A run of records
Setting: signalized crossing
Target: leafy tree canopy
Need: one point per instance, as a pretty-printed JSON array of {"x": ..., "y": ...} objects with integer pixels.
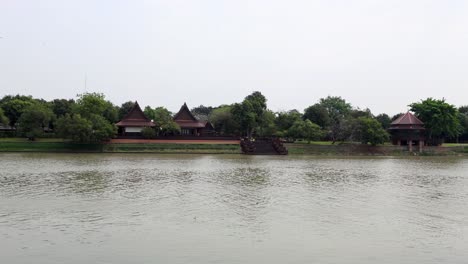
[
  {"x": 305, "y": 130},
  {"x": 34, "y": 119},
  {"x": 202, "y": 112},
  {"x": 89, "y": 104},
  {"x": 370, "y": 131},
  {"x": 317, "y": 114},
  {"x": 13, "y": 106},
  {"x": 60, "y": 107},
  {"x": 223, "y": 122},
  {"x": 285, "y": 120},
  {"x": 440, "y": 118},
  {"x": 3, "y": 118},
  {"x": 124, "y": 109},
  {"x": 384, "y": 120}
]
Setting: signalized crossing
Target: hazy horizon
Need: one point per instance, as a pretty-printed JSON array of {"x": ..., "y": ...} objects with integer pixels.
[{"x": 381, "y": 55}]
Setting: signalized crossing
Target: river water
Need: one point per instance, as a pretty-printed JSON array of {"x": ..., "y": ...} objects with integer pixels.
[{"x": 113, "y": 208}]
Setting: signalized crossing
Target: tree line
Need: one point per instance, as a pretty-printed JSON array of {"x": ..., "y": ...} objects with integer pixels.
[{"x": 91, "y": 118}]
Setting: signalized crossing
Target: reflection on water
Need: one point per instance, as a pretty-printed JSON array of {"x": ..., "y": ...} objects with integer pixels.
[{"x": 231, "y": 209}]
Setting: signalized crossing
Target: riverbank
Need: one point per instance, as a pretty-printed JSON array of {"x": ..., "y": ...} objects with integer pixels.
[
  {"x": 61, "y": 146},
  {"x": 219, "y": 147},
  {"x": 349, "y": 149}
]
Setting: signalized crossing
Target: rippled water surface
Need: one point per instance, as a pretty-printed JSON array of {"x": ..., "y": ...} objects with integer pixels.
[{"x": 72, "y": 208}]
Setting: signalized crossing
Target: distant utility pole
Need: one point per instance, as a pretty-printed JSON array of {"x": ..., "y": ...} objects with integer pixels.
[{"x": 86, "y": 82}]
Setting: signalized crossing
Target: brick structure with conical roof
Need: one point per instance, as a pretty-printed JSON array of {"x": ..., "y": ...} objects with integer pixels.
[{"x": 408, "y": 130}]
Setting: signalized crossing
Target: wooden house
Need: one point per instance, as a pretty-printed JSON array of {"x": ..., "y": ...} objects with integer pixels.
[
  {"x": 190, "y": 125},
  {"x": 408, "y": 130},
  {"x": 133, "y": 123}
]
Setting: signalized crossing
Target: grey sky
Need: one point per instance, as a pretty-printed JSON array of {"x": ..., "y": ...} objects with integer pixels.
[{"x": 381, "y": 54}]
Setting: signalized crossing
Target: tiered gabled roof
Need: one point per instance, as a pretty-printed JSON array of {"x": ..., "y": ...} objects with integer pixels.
[
  {"x": 135, "y": 118},
  {"x": 407, "y": 121},
  {"x": 185, "y": 118}
]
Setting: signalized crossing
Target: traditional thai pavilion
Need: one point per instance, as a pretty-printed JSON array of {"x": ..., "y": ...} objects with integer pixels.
[
  {"x": 408, "y": 130},
  {"x": 133, "y": 123},
  {"x": 190, "y": 125}
]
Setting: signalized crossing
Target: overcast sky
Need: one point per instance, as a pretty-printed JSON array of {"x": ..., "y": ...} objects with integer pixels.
[{"x": 381, "y": 54}]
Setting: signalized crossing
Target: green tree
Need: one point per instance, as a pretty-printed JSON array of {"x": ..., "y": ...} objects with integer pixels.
[
  {"x": 75, "y": 127},
  {"x": 266, "y": 124},
  {"x": 124, "y": 109},
  {"x": 384, "y": 120},
  {"x": 95, "y": 104},
  {"x": 248, "y": 114},
  {"x": 338, "y": 109},
  {"x": 103, "y": 130},
  {"x": 170, "y": 128},
  {"x": 61, "y": 107},
  {"x": 163, "y": 119},
  {"x": 285, "y": 120},
  {"x": 440, "y": 118},
  {"x": 305, "y": 130},
  {"x": 149, "y": 112},
  {"x": 34, "y": 120},
  {"x": 463, "y": 117},
  {"x": 223, "y": 122},
  {"x": 3, "y": 118},
  {"x": 93, "y": 108},
  {"x": 14, "y": 106},
  {"x": 317, "y": 114},
  {"x": 370, "y": 131},
  {"x": 202, "y": 112}
]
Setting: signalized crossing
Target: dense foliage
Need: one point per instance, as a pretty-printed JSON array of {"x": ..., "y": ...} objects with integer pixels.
[
  {"x": 440, "y": 118},
  {"x": 91, "y": 118}
]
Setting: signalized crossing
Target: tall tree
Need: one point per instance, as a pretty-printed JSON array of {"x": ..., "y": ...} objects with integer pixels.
[
  {"x": 285, "y": 120},
  {"x": 61, "y": 107},
  {"x": 202, "y": 112},
  {"x": 338, "y": 109},
  {"x": 164, "y": 120},
  {"x": 89, "y": 104},
  {"x": 249, "y": 113},
  {"x": 463, "y": 117},
  {"x": 34, "y": 120},
  {"x": 75, "y": 127},
  {"x": 223, "y": 122},
  {"x": 14, "y": 106},
  {"x": 384, "y": 120},
  {"x": 305, "y": 130},
  {"x": 370, "y": 131},
  {"x": 317, "y": 114},
  {"x": 3, "y": 118},
  {"x": 440, "y": 118},
  {"x": 125, "y": 109}
]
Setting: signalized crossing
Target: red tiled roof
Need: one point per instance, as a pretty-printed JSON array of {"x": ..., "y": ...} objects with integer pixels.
[
  {"x": 191, "y": 124},
  {"x": 135, "y": 118},
  {"x": 407, "y": 121},
  {"x": 184, "y": 114}
]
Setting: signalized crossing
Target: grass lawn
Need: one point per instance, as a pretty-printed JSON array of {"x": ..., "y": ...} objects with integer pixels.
[
  {"x": 455, "y": 145},
  {"x": 37, "y": 140}
]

WORK TO DO>
Keep every word of the data as it is when you write it out, but drop the pictures.

THE RESPONSE>
Setting: signalized crossing
Target: leafy tree canopy
Need: one point per instance, as a pretty-printed JSON array of {"x": ..., "y": ...} objects with integer pixels.
[
  {"x": 305, "y": 130},
  {"x": 34, "y": 119},
  {"x": 202, "y": 112},
  {"x": 89, "y": 104},
  {"x": 370, "y": 131},
  {"x": 317, "y": 114},
  {"x": 13, "y": 106},
  {"x": 60, "y": 107},
  {"x": 223, "y": 122},
  {"x": 285, "y": 120},
  {"x": 440, "y": 118},
  {"x": 3, "y": 118},
  {"x": 124, "y": 109},
  {"x": 384, "y": 120}
]
Setting: signalized crossing
Target: hazy horizon
Need: one point per instance, as a pretty-printed JSON array of {"x": ..., "y": ...} objects with integer pixels.
[{"x": 381, "y": 55}]
Setting: signalized crossing
Target: river water
Need: one point per instance, as a pretty-printed JSON array of {"x": ..., "y": ...} objects with integer pixels.
[{"x": 113, "y": 208}]
Setting: signalized crossing
Target: tree line
Need: one point per instance, as a pretty-printed JSON array of {"x": ..., "y": ...} objects with integer pixels.
[{"x": 91, "y": 118}]
Setting: signalized crossing
Target: reflection on water
Need: one point per instance, as a pretty-printed JSON array of {"x": ..., "y": ...} objects with integer pixels.
[{"x": 231, "y": 209}]
Setting: signalized crossing
Target: riverbank
Need: one point per instance, as a pretty-printed JSON array of {"x": ..., "y": ...} objects with integer pixels.
[
  {"x": 61, "y": 146},
  {"x": 219, "y": 147},
  {"x": 349, "y": 149}
]
Setting: signalized crossing
Target: rippled water surface
Need: one point per instance, as a pretty-printed JSON array of {"x": ..., "y": ...} objects with integer pixels.
[{"x": 72, "y": 208}]
Setting: signalized crossing
Target: distant utility pole
Need: one point per instance, as a pretty-printed JSON array of {"x": ..., "y": ...} objects with integer pixels.
[{"x": 86, "y": 82}]
Setting: signalized crossing
Target: brick structure with conical roof
Need: one point per instance, as a pretty-printed JSON array of {"x": ..., "y": ...} objects with integer pixels.
[{"x": 408, "y": 130}]
Setting: signalized crossing
Target: wooden house
Need: one point per instance, as a pretty-printed JSON array of {"x": ..., "y": ...} objects with integer pixels.
[
  {"x": 190, "y": 125},
  {"x": 408, "y": 130},
  {"x": 133, "y": 123}
]
Setting: signalized crossing
Target: grey sky
Need: one point per instance, as a pretty-printed JSON array of {"x": ..., "y": ...} objects with integer pixels.
[{"x": 381, "y": 54}]
Setting: signalized crossing
Target: tiered gabled roof
Need: one point per instance, as a pretty-printed JSON array of {"x": ..., "y": ...} objects with integer pixels.
[
  {"x": 135, "y": 118},
  {"x": 407, "y": 121},
  {"x": 185, "y": 118}
]
Setting: signalized crossing
Target: traditional thai pavilion
Need: one point per instance, as a pretty-printed JSON array of {"x": ..., "y": ...} objects with integer pixels.
[
  {"x": 408, "y": 130},
  {"x": 133, "y": 123},
  {"x": 190, "y": 125}
]
Setting: signalized crossing
Target: overcast sky
Need: one point per instance, as a pretty-printed JSON array of {"x": ..., "y": ...} objects with integer pixels.
[{"x": 381, "y": 54}]
Setting: signalized crossing
Target: green tree
Need: one point per instance, as a pretty-printed JSON array of {"x": ..., "y": ...} objects with integer pixels.
[
  {"x": 75, "y": 127},
  {"x": 266, "y": 124},
  {"x": 124, "y": 109},
  {"x": 384, "y": 120},
  {"x": 95, "y": 104},
  {"x": 248, "y": 114},
  {"x": 338, "y": 109},
  {"x": 103, "y": 130},
  {"x": 170, "y": 128},
  {"x": 61, "y": 107},
  {"x": 163, "y": 119},
  {"x": 285, "y": 120},
  {"x": 440, "y": 118},
  {"x": 305, "y": 130},
  {"x": 149, "y": 112},
  {"x": 34, "y": 120},
  {"x": 463, "y": 117},
  {"x": 223, "y": 122},
  {"x": 3, "y": 118},
  {"x": 93, "y": 108},
  {"x": 14, "y": 106},
  {"x": 317, "y": 114},
  {"x": 370, "y": 131},
  {"x": 202, "y": 112}
]
Setting: signalized crossing
Target: dense foliage
Need: one point per instance, as a pretty-printed JSON array of {"x": ..., "y": ...} objects with integer pixels.
[
  {"x": 440, "y": 118},
  {"x": 91, "y": 118}
]
Setting: signalized crossing
Target: tall tree
Need: one point per instance, as a pretty-printed JSON array of {"x": ..., "y": ...} objects with integer pixels.
[
  {"x": 285, "y": 120},
  {"x": 61, "y": 107},
  {"x": 202, "y": 112},
  {"x": 338, "y": 109},
  {"x": 164, "y": 120},
  {"x": 89, "y": 104},
  {"x": 249, "y": 113},
  {"x": 463, "y": 117},
  {"x": 34, "y": 120},
  {"x": 75, "y": 127},
  {"x": 223, "y": 122},
  {"x": 14, "y": 106},
  {"x": 384, "y": 120},
  {"x": 305, "y": 130},
  {"x": 370, "y": 131},
  {"x": 317, "y": 114},
  {"x": 3, "y": 118},
  {"x": 440, "y": 118},
  {"x": 125, "y": 109}
]
Setting: signalized crossing
Target: red tiled roof
Need: one point per instance, as a pretty-printed JSON array of {"x": ..., "y": ...} objects with integer pixels.
[
  {"x": 191, "y": 124},
  {"x": 135, "y": 118},
  {"x": 407, "y": 121},
  {"x": 184, "y": 114}
]
Setting: signalized crossing
Target: grass lawn
Need: one point per instance, as a pretty-printed JSON array of {"x": ..., "y": ...} objects with integer pixels.
[
  {"x": 455, "y": 145},
  {"x": 37, "y": 140}
]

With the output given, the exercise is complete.